──────── Source material

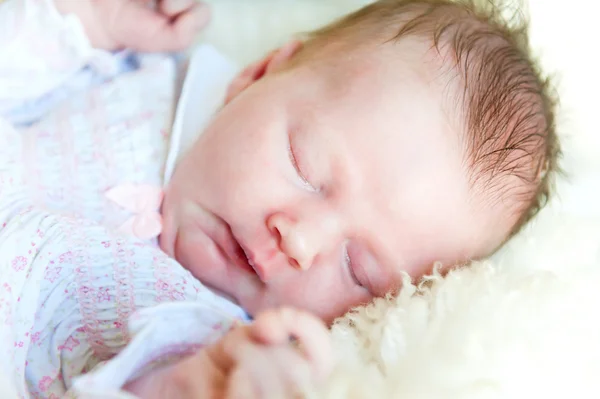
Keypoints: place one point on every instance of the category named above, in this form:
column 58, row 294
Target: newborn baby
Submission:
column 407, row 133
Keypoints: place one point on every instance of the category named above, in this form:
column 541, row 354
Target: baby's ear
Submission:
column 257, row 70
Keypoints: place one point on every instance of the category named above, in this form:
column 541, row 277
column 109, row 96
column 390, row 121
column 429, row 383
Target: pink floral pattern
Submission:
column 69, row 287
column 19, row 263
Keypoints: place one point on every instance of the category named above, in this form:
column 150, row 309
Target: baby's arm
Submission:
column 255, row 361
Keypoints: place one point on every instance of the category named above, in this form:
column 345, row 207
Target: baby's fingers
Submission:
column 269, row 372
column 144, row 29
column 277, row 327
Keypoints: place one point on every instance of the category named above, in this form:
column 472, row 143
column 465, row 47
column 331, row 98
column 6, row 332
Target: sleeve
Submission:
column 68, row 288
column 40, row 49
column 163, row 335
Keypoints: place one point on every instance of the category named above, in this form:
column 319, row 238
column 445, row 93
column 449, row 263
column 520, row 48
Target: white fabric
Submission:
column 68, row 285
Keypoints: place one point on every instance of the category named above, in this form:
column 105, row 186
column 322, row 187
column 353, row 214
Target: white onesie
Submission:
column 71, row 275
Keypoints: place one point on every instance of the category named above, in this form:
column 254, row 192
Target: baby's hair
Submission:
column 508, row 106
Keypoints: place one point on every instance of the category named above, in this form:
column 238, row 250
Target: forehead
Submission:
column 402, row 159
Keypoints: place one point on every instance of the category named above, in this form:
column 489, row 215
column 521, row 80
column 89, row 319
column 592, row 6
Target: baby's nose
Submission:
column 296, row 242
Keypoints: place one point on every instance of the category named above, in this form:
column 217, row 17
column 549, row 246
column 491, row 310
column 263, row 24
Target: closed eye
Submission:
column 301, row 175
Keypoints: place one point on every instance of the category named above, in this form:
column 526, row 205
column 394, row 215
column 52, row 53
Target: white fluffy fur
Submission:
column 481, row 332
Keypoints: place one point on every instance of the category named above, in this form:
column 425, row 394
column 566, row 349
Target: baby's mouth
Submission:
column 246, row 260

────────────────
──────── Source material

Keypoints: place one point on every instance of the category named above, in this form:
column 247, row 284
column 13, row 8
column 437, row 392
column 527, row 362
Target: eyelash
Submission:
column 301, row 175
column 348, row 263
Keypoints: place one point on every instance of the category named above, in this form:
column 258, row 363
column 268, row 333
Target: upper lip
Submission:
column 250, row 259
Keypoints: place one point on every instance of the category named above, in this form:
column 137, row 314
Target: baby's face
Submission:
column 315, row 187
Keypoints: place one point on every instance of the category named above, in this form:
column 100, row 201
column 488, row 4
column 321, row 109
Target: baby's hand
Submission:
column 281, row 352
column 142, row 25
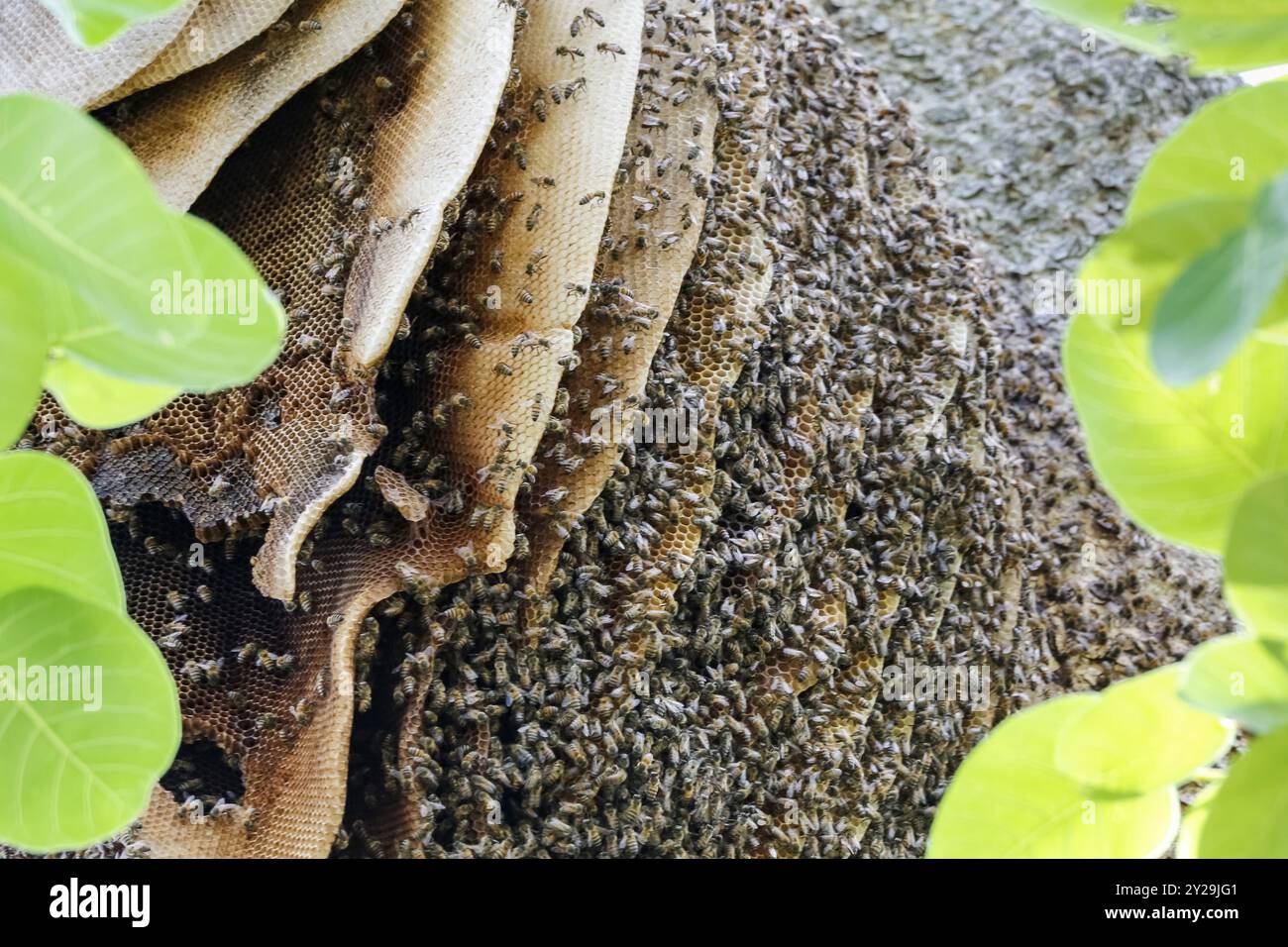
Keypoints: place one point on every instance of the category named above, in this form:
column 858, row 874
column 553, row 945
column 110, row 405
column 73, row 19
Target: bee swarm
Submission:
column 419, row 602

────────────────
──────── Source material

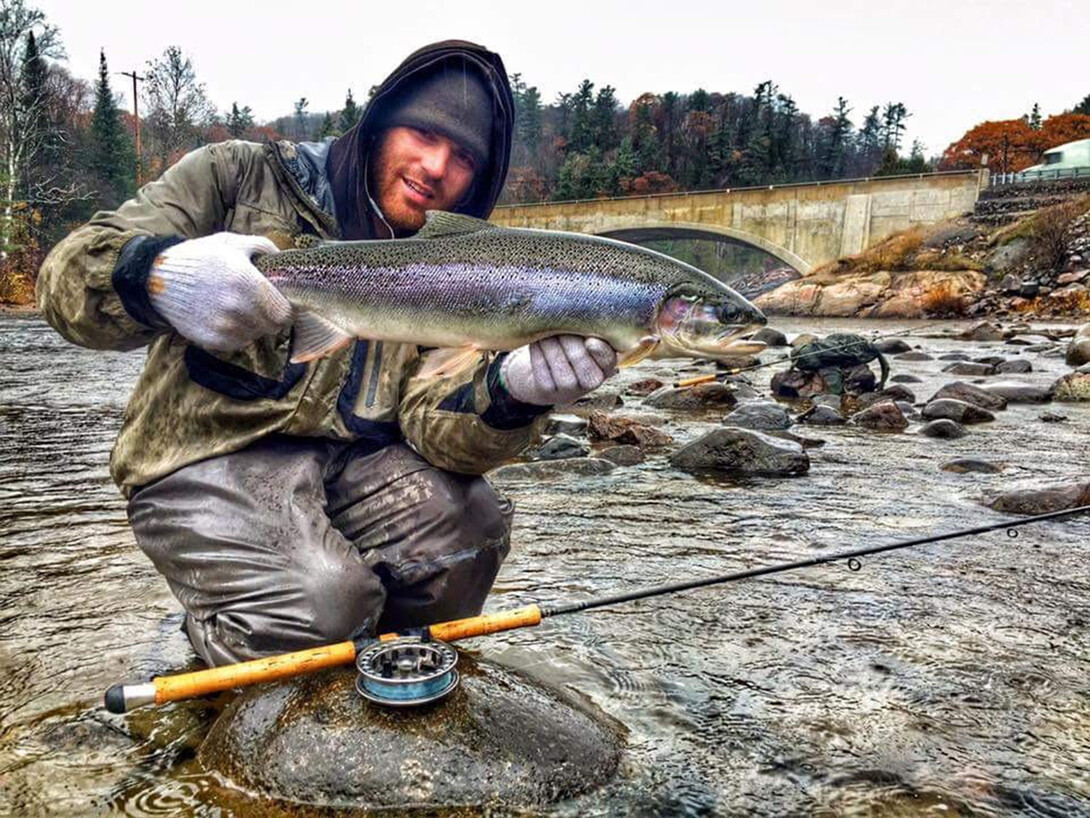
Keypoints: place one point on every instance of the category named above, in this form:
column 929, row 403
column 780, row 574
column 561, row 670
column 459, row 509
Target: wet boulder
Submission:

────────────────

Challenge: Identify each line in the rows above that contains the word "white" and copy those lines.

Task result:
Target: white fabric
Target: white onesie
Target: white fluffy fur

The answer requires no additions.